* **What you need to do**
Return the material exactly as supplied, apart from the pictures, which are omitted.

* **Records to process**

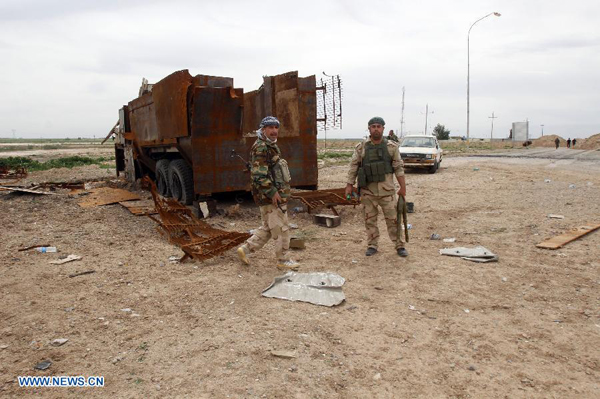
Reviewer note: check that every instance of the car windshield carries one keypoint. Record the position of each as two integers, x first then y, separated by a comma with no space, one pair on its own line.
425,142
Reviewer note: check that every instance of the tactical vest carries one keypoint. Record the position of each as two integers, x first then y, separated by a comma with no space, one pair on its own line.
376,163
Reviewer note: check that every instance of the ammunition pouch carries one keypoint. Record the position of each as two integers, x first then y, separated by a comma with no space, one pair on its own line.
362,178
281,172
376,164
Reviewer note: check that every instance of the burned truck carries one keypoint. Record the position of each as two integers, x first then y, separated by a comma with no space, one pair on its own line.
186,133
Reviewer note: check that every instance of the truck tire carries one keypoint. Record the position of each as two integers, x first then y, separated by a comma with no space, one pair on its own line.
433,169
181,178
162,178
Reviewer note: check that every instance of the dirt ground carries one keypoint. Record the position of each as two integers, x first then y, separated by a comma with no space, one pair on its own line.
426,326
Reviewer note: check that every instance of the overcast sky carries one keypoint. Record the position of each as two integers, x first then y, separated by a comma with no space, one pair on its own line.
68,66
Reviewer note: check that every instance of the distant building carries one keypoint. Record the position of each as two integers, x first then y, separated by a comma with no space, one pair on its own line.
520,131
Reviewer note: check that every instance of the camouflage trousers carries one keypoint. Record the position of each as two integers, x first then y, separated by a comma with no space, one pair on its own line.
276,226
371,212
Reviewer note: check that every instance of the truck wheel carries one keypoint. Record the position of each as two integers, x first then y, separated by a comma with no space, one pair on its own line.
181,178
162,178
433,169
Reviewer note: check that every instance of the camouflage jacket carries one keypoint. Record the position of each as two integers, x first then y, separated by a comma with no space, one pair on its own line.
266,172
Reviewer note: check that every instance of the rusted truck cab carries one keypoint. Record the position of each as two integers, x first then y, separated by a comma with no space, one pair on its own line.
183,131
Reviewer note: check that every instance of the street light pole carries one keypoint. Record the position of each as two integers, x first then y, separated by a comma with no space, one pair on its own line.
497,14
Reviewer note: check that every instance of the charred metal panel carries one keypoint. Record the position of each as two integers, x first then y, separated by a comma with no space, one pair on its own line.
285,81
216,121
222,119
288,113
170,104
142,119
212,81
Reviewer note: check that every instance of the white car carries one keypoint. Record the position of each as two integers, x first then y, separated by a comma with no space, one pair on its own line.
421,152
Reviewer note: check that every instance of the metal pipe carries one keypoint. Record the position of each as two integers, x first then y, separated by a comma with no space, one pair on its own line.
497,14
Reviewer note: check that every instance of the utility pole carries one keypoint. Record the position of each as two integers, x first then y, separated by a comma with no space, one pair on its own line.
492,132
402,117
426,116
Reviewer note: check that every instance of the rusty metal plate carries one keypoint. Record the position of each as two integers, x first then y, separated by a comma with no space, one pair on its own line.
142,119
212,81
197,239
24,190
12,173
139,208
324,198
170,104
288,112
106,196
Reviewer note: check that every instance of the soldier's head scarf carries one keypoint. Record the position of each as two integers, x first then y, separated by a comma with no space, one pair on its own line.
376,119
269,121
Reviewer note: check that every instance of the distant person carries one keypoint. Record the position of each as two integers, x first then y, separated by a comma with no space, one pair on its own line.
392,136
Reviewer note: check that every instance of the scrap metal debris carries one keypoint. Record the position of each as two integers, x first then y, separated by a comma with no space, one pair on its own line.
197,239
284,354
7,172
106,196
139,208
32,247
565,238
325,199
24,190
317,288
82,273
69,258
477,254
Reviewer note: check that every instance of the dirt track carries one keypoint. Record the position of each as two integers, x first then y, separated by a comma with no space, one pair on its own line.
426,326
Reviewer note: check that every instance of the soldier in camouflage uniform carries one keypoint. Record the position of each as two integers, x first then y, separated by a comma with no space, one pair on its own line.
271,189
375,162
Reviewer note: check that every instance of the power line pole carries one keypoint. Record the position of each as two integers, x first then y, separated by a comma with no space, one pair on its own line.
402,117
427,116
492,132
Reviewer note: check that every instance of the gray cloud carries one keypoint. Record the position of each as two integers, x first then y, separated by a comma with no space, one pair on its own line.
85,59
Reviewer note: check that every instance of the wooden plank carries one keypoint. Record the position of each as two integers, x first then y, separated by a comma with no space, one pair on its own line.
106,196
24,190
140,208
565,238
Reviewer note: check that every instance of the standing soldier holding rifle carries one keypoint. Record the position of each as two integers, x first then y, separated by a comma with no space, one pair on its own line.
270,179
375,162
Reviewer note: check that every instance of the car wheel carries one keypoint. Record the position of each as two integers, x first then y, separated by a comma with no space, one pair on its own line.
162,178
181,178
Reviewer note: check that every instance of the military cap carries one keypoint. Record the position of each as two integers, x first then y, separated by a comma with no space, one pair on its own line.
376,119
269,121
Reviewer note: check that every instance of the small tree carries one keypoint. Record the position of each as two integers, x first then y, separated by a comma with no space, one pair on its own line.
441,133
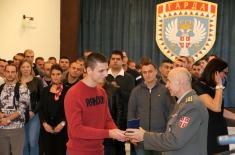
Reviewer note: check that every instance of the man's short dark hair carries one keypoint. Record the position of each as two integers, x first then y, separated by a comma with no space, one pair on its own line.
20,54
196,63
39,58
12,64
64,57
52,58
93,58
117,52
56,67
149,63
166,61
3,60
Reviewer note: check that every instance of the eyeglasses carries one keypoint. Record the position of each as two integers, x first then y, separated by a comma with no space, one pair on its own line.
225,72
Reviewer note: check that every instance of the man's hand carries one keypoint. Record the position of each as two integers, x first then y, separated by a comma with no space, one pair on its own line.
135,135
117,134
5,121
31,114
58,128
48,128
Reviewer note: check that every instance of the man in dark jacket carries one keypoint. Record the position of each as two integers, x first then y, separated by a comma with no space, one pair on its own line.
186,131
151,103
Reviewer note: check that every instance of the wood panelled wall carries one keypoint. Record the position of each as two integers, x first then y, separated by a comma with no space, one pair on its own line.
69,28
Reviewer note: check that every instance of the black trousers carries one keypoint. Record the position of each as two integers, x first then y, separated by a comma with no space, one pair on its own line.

* **Answer to this task**
Reviewer note: check that every instance of the car windshield carries one keypoint. Record the position of each as two integers, x first then y, separated by a comma with no space, one pair on its own line.
425,142
Reviewer note: check that every instance of the tactical vest carries one keypoint. Record the position of each as two integers, x first then y, separated by a comma with no space, one pair on its own line.
376,163
Reviewer note: check that every instance of the ammunition pouch carries one keypoint. Record the position of each as two integers, x first then y, separated by a comma with no space, one pair on its own line.
362,178
281,172
376,164
Reviewer note: check that every instance of the burned truck carries one keypoint. Record the position of each as two integers, x first then y, separated by a comma with no space, one pair on its own line.
186,133
Reviewer note: check that every instance of the truck tire carries one keypoint. Record the position of each as two integers, x first then y, separated by a comma with no space, one pair on its own line.
433,169
181,178
162,178
Reviewer note: check that every instance of the dirt ground carries one keypoint. Record the position of each as two integers, x first then y, separated by a comma with no space, one pair on its own line.
426,326
Reviewer note: check that every instance of the overcast sky carries one keypoint. Record the position of each as two integers, x first then y, separated by a comma with no space, one pair on its own line.
68,66
Reviewer note: check that every instance of the distant building carries one keypoint. Record the position of each as two integers, x first then y, separated by a comma with no space, one pair on its own line.
520,131
Reviewer note: check that every instance of the camouflage trousers carries one keypoint. Record the position of each as two integers, x first then y, separated by a comma with no space, one pair on its own line.
276,226
371,212
Reviewer note: check that every instance of the truck wheel carries one keypoint. Record the position of each as two integers, x first then y, separated by a comma with no space, one pair on its own line.
181,178
162,178
433,169
Reviewer note: check that every instance of the camouflage jacket carries one keypoint. Record the position of each as two integers, x first then y, separated by a comma with no space, one pair on its own line.
266,172
Reviewer note: check that every instance of the rusted truck cab carries one keypoint. Record the position of each as two integers, x first then y, separated by a comma with no space, one pair on its own line.
183,131
Reviewer note: check that every instance of the street light pole carries one keypoint. Record the position of each as two integers, x first then y, separated by a comma with no space, one pair on its own line.
497,14
Reviewer note: check that every instance of the charred metal panel carries one keypoint. Record the position of each as two integers, x first then y, separated by a comma with no space, one pair on its own line.
285,81
216,121
222,119
288,113
170,104
142,119
212,81
Reviewer note: check that every instance of the white car carries one keypoint. Record the position of each as two integers, x first then y, separated by a comma with no space, one pair on its own line.
421,152
Reviewer note: check that every instance of the metal pipe carries one keypoint. Record the position of each as two integers, x first then y, separated by a comma with no space, one pair on its own line.
497,14
Reviewer note: check that every instance of the utility pole carries one keypoint. Record the position of each as two integers, x first then y, separated by a comma with no space, one pair on its own line.
492,132
402,117
426,116
Reviewer note: check that every instance of the rusty metal plate carries one keypoint. Record the position of each as two integers, x first then y, separated by a comma with no space, one pair on its own line.
142,119
212,81
197,239
24,190
12,173
139,208
324,198
170,104
288,112
106,196
Reviewer note: check that every instance of the soldier's head scarf carries one keypoint. Record the position of each as two integers, x first then y, separated by a comma with no space, one pair on its own line.
376,119
269,121
Reviewer note: check that every instance of the distant person carries one keypoint. Record the position of each as two integers, x first then y, separated by a comma with no space, one pair on its own line.
392,136
Reviewer note: check that every instance of the scrap metal debris carries one keypoint. Record the position of each as two integers, x first then y, separated by a comma with no space, one pair on its own line.
197,239
284,354
7,172
106,196
139,208
32,247
565,238
325,199
24,190
317,288
82,273
69,258
477,254
Reviewer note: check that every instance of the dirt track carries one keypoint. Record the position of each as two integers, x first then y, separated by a comma with no space, one pair on its own line.
426,326
Reviewer note: check that every instance of the soldier in camouflage uniform carries one keypoint. Record the position of each as two integers, x first then y, separated by a comma with no space, one pair on its own line.
271,189
375,162
Reviewer note: check that every instance of the power line pole carries one keypoint. Record the position of each as two integers, x first then y, separated by a comma with no space, one pair on its own line.
402,117
427,116
492,132
Reviewer note: check that every instance of the gray cloud carries one keypoint. Record the position of each as two integers, x first then y, separated by a comma with no space, one pair on its own line.
85,59
Reviewer note: check that every instance of the wooden plank carries one keypoint. Record the position of each as two integers, x first then y, separated by a comma with no space, one pair on its own line.
106,196
24,190
140,208
565,238
Reviewer note: check that every instance of the standing soldier holding rifle carries one keypoint. Record the position of each as two integers, x first then y, separated by a comma with no space, one pair on its own line.
270,179
375,162
Reviewer note: check that every instance of the car wheel carries one keypoint. Record the position of each as two integers, x first then y, separated by a comma with no space, one pair on its own line.
162,178
181,178
Reviewer note: check that every instance of the military cap carries one keypoint. Record the position of each as two integers, x first then y, separated by a comma with no space, one pair on its own line.
376,119
269,121
Reviewer note: check that every instance of the small tree carries one keypoint. Record the position of each as two integers, x first then y, separated by a comma with no space, one pair on its own line.
441,133
Reviewer note: check that every instance of the man's short dark hair carries one keypoint. Record the position of each as two integers, x first then y, separated by a comma with no space, one pair on its own line.
20,54
196,63
39,58
12,64
64,57
52,58
93,58
117,52
56,67
149,63
166,61
3,60
Reviewer note: check that every instance of the eyeglasses carries one keypoint. Record the position of each as two integers, x first then y, separated by a comma with no space, one pair on its own line.
225,72
Reviewer note: check that every instance of the man's hand carries one keypoint. Record the position of each as two integers, x first then y, separated by a comma with no space, one pair on its own line.
135,135
117,134
5,121
31,114
58,128
48,128
Reviewer note: check that every instance of the man in dark jacket carries one keypoint. Record the position of each as two integers, x first then y, separated by a comma with no space, one pair on its own line.
186,131
151,103
Reviewer note: check that every instance of the wood panelled wall carries one keypoint. Record the position of each as two integers, x first then y, separated by a comma with no space, one pair on its own line.
69,28
Reviewer note: check that every instance of the black trousers carries one keypoint. Record the position of each as two integers, x first then y, separated by a comma with no space, one pair on its own line.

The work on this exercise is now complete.